Required work.
Please format the lines of the entries starting at the line containing "task: give the outline of each instance of the shoreline" and ending at the line containing "[[[274,71],[274,62],[202,60],[0,61],[0,71],[224,70]]]" as a JSON list of strings, one string per line, with blank lines skipped. Leave the pictures out of the list.
***
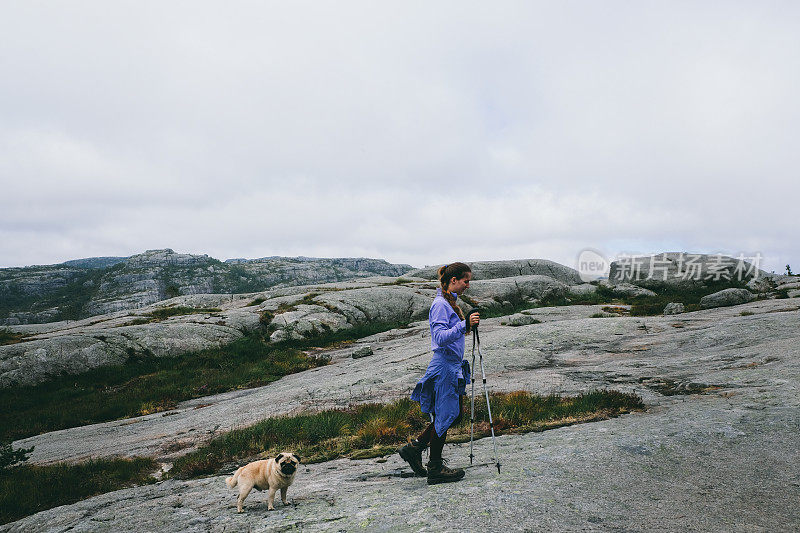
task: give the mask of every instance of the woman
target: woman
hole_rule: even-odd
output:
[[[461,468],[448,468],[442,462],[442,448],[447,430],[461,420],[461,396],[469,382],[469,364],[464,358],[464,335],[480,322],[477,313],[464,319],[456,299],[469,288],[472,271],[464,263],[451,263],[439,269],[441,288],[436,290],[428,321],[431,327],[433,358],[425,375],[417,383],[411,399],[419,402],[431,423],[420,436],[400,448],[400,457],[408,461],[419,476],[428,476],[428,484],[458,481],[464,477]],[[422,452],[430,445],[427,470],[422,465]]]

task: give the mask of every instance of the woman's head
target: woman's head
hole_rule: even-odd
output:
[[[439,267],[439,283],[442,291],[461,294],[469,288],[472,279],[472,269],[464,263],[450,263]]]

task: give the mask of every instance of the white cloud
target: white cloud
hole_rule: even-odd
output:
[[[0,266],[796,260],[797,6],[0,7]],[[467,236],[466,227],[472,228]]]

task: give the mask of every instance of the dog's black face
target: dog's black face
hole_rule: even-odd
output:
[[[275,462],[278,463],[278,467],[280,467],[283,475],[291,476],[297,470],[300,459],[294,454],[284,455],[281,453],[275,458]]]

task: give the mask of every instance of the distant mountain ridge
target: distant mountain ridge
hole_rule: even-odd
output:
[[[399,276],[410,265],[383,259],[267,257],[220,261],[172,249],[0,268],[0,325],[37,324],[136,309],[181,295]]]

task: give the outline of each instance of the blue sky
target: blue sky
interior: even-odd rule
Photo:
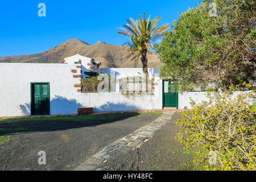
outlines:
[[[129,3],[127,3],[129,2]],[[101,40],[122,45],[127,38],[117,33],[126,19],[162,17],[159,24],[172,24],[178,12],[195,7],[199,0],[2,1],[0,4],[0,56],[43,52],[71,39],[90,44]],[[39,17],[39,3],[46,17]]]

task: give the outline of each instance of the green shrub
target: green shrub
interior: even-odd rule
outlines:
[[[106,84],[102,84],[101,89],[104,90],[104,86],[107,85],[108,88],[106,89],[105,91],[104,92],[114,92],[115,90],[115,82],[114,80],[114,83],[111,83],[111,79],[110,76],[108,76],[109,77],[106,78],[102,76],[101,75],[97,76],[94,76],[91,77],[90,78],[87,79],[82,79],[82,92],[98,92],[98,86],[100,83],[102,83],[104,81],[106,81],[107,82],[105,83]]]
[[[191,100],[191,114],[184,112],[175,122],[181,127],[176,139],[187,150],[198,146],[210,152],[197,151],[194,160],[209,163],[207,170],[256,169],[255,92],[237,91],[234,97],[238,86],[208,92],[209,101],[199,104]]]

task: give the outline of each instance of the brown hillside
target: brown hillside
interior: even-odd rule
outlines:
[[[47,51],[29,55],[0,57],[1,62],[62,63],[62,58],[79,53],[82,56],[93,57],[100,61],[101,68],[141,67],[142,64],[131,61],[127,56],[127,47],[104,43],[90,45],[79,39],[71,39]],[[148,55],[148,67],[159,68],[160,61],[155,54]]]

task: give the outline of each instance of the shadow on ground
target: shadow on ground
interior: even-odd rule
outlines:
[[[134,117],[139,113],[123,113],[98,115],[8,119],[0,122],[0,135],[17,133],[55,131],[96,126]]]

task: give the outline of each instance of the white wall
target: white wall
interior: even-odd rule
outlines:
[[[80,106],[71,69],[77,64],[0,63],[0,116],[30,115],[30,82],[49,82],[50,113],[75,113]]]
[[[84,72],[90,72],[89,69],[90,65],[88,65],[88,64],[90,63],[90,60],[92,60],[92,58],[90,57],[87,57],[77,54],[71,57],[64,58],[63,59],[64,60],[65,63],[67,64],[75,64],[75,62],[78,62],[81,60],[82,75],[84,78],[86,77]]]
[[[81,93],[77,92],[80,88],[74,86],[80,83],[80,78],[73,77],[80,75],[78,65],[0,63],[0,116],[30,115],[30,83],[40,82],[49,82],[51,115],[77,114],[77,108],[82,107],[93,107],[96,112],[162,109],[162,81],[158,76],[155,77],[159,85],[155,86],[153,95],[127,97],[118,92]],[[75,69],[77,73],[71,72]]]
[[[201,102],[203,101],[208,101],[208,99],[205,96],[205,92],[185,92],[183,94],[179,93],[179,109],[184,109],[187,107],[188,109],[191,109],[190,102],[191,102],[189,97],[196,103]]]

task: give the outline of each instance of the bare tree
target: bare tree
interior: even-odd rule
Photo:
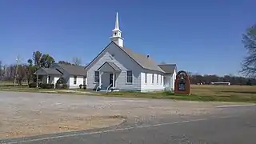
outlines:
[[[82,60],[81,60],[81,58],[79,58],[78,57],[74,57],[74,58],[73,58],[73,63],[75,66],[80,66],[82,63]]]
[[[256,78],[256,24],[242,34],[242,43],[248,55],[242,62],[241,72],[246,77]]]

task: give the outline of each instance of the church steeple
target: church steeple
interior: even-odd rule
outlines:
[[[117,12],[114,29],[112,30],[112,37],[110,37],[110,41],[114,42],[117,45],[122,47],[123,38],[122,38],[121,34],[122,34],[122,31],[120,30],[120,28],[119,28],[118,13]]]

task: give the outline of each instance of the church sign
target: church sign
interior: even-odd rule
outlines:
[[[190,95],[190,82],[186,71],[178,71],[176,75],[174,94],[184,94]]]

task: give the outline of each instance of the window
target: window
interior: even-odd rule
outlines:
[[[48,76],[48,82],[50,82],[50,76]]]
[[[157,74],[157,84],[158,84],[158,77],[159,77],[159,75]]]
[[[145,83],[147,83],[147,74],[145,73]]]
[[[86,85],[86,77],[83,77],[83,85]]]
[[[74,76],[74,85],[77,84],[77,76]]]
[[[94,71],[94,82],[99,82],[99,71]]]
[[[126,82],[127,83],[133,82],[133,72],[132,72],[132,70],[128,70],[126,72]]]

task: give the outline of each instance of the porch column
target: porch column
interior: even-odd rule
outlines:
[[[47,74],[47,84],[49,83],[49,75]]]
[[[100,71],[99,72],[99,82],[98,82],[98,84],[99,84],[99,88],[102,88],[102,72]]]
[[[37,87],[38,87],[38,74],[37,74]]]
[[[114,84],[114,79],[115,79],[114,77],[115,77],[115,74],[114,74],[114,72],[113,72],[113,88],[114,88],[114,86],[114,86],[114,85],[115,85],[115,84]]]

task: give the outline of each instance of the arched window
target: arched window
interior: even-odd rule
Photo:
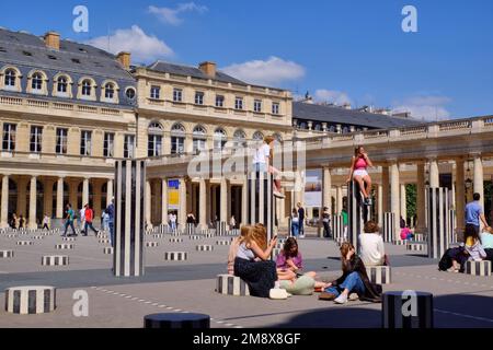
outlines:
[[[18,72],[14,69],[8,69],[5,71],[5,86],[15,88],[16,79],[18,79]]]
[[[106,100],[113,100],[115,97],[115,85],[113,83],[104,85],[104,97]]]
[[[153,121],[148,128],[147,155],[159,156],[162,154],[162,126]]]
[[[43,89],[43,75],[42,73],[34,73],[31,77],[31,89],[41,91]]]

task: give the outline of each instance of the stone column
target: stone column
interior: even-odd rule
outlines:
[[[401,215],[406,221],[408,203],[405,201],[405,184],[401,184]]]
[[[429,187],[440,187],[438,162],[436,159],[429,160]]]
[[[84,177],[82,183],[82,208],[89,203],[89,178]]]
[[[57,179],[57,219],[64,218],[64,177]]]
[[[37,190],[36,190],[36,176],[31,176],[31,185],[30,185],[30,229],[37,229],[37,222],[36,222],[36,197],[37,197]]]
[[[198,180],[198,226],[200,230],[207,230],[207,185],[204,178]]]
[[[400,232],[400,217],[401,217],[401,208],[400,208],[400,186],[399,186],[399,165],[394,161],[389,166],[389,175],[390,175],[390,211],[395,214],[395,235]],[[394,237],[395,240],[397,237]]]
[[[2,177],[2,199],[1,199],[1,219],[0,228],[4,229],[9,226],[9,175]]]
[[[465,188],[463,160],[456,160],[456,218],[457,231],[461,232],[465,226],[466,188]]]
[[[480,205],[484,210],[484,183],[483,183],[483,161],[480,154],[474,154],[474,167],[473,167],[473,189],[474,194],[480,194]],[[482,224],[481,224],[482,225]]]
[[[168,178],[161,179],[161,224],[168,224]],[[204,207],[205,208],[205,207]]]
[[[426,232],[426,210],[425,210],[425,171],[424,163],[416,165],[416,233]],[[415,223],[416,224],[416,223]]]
***
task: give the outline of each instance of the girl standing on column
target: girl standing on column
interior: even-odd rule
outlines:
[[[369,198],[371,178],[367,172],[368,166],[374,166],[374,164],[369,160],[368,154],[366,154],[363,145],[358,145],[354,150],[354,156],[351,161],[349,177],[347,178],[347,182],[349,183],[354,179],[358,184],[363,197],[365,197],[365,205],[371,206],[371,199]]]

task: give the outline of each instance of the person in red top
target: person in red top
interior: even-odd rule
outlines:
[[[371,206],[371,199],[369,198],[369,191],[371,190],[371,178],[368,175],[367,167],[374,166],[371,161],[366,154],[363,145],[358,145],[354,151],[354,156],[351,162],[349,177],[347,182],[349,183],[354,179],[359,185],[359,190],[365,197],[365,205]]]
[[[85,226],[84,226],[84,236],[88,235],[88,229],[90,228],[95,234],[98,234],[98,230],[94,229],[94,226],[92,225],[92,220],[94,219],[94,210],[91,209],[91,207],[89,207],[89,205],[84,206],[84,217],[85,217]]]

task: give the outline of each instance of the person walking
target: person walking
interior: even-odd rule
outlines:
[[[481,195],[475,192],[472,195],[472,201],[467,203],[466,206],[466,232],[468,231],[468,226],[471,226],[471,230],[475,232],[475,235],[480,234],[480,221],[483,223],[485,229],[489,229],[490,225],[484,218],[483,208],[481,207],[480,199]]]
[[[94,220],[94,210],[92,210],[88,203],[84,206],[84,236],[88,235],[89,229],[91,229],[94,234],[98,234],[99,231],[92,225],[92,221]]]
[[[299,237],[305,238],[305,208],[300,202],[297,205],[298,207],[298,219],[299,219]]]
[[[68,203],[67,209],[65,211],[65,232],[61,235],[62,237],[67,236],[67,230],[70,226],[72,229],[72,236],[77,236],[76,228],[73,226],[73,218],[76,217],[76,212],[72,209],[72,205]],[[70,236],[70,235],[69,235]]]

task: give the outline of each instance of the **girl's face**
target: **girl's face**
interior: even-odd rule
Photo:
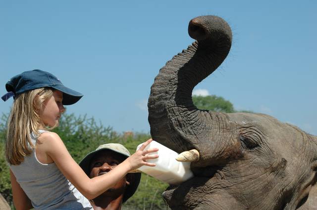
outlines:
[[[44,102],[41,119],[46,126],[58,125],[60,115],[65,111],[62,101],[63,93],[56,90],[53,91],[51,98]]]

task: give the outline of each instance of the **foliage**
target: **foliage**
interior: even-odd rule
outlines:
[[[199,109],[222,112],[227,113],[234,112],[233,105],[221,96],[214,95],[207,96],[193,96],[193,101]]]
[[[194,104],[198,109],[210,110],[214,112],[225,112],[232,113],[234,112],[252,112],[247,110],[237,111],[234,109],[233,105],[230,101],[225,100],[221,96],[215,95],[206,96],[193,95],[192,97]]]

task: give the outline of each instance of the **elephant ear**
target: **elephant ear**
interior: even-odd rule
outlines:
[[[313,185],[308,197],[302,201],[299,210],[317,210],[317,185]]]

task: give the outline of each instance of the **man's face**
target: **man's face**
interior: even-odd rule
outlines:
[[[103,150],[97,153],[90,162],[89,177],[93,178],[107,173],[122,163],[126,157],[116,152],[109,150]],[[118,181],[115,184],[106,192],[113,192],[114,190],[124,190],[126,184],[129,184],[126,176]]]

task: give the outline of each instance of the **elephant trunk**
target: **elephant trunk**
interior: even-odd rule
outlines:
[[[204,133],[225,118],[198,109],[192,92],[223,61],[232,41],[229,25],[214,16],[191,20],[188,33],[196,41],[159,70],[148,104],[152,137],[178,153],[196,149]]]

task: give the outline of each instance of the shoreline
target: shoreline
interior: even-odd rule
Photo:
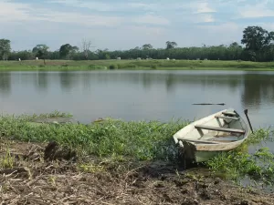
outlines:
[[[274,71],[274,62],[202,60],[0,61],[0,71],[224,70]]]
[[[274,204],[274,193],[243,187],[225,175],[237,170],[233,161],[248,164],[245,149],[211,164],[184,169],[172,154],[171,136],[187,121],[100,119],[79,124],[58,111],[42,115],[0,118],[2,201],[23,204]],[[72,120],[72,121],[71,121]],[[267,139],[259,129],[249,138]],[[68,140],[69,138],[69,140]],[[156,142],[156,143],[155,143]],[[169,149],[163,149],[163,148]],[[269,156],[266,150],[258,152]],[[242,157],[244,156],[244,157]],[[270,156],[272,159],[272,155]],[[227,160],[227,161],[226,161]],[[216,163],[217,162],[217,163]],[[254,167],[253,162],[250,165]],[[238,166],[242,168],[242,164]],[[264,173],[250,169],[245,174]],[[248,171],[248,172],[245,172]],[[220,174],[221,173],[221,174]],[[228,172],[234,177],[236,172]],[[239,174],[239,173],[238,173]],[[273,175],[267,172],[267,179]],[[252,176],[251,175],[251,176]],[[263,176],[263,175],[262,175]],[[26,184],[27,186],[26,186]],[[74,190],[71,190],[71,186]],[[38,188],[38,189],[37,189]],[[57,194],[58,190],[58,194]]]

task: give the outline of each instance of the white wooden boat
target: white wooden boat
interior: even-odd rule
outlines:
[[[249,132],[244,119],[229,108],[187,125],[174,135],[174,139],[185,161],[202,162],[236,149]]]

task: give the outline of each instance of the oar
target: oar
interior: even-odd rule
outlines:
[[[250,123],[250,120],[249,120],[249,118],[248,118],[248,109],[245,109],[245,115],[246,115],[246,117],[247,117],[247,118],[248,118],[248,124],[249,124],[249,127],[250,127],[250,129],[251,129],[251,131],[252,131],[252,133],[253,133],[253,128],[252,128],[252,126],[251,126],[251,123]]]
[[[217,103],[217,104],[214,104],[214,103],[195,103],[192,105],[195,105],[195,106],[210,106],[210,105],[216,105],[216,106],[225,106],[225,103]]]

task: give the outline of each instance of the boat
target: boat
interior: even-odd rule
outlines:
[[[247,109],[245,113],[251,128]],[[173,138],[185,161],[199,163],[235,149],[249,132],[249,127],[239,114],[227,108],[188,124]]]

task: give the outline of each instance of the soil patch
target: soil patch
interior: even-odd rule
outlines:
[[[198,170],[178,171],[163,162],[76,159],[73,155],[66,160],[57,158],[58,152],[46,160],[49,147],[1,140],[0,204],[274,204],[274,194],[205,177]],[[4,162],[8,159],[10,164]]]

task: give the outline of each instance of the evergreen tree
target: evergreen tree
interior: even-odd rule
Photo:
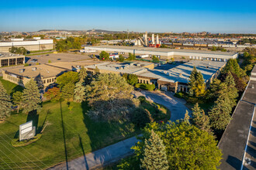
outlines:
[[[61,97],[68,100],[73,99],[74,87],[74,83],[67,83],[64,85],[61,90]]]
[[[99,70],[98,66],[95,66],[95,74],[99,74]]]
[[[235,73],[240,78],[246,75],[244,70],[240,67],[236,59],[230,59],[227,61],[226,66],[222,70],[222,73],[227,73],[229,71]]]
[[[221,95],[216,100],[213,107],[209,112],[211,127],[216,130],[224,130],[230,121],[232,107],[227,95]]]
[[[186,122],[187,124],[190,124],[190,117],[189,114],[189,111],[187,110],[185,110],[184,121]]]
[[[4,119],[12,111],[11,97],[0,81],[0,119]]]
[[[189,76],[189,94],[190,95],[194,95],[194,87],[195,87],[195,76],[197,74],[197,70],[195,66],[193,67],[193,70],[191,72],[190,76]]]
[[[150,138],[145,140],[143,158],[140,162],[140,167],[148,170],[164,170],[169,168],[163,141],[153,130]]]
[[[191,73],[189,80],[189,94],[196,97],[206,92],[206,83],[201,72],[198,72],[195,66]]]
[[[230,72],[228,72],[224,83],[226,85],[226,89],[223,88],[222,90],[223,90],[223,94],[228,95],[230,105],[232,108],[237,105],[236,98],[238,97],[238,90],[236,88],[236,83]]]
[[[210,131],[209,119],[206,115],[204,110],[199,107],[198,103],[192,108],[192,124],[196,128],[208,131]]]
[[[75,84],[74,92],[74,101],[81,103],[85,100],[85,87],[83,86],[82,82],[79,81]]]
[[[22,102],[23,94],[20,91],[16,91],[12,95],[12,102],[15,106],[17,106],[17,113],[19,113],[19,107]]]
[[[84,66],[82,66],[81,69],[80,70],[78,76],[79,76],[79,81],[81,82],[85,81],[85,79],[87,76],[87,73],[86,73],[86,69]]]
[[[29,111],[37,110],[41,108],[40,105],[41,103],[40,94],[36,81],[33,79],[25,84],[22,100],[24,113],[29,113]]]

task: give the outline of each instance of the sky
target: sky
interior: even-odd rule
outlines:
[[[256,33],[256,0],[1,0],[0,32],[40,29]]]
***
Solution.
[
  "task: give the outline of each instance of the shoreline",
  "target: shoreline",
  "interior: even-odd rule",
  "Photo:",
  "outlines:",
  "[[[274,71],[274,62],[202,60],[0,61],[0,71],[224,70]]]"
]